(Point labels for objects)
***

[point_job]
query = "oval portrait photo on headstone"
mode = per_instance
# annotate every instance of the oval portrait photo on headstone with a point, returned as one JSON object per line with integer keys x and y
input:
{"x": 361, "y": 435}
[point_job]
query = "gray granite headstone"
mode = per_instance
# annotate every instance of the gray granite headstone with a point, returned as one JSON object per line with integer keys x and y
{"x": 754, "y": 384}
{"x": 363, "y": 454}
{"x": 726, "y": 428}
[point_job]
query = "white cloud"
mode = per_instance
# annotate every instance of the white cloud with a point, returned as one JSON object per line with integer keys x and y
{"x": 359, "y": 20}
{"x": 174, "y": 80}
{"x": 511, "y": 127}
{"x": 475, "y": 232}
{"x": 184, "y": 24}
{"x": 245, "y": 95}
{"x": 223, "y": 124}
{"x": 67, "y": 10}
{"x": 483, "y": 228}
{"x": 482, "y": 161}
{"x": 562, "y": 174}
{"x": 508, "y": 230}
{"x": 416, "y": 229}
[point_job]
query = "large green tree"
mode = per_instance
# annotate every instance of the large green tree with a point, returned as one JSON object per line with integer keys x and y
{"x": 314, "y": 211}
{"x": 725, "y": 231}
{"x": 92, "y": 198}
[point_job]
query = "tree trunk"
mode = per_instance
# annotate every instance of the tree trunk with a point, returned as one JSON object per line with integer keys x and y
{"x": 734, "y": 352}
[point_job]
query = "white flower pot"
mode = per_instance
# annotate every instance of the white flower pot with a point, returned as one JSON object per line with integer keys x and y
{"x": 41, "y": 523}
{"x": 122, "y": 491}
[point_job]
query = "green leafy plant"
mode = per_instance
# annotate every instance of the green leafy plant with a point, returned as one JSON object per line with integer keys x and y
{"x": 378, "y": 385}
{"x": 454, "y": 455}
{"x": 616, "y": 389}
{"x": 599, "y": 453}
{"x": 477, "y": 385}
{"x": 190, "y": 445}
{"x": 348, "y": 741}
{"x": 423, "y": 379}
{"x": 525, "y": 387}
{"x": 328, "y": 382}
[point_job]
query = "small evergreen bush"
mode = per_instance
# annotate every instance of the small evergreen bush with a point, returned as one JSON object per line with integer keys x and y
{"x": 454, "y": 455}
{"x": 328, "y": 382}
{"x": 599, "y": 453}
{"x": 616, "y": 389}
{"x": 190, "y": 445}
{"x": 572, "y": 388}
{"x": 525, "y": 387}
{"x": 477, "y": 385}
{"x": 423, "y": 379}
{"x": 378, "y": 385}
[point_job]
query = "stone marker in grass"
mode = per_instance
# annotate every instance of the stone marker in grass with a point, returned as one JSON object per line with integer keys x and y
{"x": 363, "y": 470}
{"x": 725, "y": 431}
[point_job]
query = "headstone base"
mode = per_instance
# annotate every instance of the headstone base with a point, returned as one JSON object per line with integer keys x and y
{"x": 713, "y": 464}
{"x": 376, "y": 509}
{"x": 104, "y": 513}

***

Extract each line from the records above that contains the string "flower".

> _Output below_
query = "white flower pot"
# annotate every instance of the white flower pot with a point, returned as one JSON object per line with integer keys x and y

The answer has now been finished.